■ Given problem
Print every one of the rows below again, character for character, with nothing added or left out.
# START OF Exercise material
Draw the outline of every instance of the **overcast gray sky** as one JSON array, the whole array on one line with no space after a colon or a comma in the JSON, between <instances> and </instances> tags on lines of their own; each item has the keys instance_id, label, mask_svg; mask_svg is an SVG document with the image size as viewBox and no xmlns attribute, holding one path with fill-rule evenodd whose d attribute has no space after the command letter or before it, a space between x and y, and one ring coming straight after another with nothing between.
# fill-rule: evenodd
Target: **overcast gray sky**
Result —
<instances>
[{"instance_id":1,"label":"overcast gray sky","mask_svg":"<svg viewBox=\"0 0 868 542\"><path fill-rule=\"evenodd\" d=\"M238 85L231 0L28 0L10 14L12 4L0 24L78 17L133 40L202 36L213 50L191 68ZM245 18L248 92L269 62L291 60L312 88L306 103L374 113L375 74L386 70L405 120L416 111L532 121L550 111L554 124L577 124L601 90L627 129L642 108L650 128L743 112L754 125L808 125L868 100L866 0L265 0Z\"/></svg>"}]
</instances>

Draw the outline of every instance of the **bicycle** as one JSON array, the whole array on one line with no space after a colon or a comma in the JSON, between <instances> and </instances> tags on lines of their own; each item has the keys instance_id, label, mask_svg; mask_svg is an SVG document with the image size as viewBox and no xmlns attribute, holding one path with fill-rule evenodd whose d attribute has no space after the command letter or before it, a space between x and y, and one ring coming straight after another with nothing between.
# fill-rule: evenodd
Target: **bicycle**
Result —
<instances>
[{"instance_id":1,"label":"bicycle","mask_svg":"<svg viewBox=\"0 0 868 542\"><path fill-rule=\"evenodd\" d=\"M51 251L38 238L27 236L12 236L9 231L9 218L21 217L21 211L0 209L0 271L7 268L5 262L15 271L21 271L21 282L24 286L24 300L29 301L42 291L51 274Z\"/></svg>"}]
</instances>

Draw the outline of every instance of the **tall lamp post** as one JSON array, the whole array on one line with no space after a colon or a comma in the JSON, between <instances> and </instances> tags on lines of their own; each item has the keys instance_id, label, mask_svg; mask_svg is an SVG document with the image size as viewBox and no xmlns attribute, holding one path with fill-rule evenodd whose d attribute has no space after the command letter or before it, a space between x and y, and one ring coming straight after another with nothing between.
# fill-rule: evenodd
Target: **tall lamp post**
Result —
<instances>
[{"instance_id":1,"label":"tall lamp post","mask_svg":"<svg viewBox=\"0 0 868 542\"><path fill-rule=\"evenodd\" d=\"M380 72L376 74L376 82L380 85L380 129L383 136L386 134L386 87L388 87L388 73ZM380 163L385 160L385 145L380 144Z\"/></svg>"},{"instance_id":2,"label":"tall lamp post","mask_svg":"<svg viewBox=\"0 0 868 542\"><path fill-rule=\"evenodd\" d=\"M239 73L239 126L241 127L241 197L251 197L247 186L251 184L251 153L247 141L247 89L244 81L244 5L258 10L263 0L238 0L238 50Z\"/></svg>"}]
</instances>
# END OF Exercise material
■ Written response
Draw the outline of every instance of the **overcast gray sky** as one JSON array, the whole array on one line with no space after a colon or a comma in the JSON, between <instances> and </instances> tags on lines of their own; each item has the keys instance_id, label, mask_svg; mask_svg is an SVG document with the image size as viewBox and no xmlns attribute, holding one path with fill-rule evenodd whose d attribute has no space after the command letter or before it, a space between x and y, and one ring coming straight after another with nothing between.
# fill-rule: evenodd
Target: **overcast gray sky**
Result —
<instances>
[{"instance_id":1,"label":"overcast gray sky","mask_svg":"<svg viewBox=\"0 0 868 542\"><path fill-rule=\"evenodd\" d=\"M238 85L231 0L28 0L10 14L12 4L0 24L78 17L133 40L202 36L213 50L191 68ZM245 18L248 92L269 62L291 60L312 88L306 103L374 113L375 74L386 70L405 120L416 111L532 121L550 111L554 124L577 124L601 90L627 129L642 108L650 128L743 112L754 125L808 125L868 100L866 0L265 0Z\"/></svg>"}]
</instances>

Draw the outline of every instance of the **bicycle** as one JSON array, the whole array on one line with no space after a colon or a comma in the JSON, between <instances> and </instances> tags on lines of their own; each item has the keys instance_id, label, mask_svg; mask_svg is an SVG document with the image size as viewBox and no xmlns attribute, holding one path with fill-rule evenodd whose d attribute has no space after the command letter or before it, a space between x and y, and one ring coming straight after another with nothing between.
# fill-rule: evenodd
Target: **bicycle**
Result —
<instances>
[{"instance_id":1,"label":"bicycle","mask_svg":"<svg viewBox=\"0 0 868 542\"><path fill-rule=\"evenodd\" d=\"M51 251L38 238L27 236L12 236L9 231L9 218L21 217L21 211L0 209L0 271L7 268L5 262L15 271L21 271L21 282L24 286L24 300L29 301L42 291L51 274Z\"/></svg>"}]
</instances>

Draw the outline of every instance of the **tall lamp post** as one JSON array, the whole array on one line with no space after a colon or a comma in the JSON, between <instances> and </instances> tags on lines of their own; each item has the keys instance_id, label, mask_svg; mask_svg is an SVG document with the image size as viewBox and no xmlns attribute, holding one path with fill-rule evenodd whose d attribute has no space after the command letter or before it, a space between x and y, and one ring coming straight after another with nothing between.
# fill-rule: evenodd
Target: **tall lamp post**
Result —
<instances>
[{"instance_id":1,"label":"tall lamp post","mask_svg":"<svg viewBox=\"0 0 868 542\"><path fill-rule=\"evenodd\" d=\"M380 72L376 74L376 82L380 85L380 129L383 136L386 134L386 87L388 87L388 73ZM380 163L385 160L385 145L380 144Z\"/></svg>"},{"instance_id":2,"label":"tall lamp post","mask_svg":"<svg viewBox=\"0 0 868 542\"><path fill-rule=\"evenodd\" d=\"M239 73L239 126L241 127L241 197L251 197L247 186L251 184L251 153L247 141L247 89L244 81L244 5L258 10L263 0L238 0L238 50Z\"/></svg>"}]
</instances>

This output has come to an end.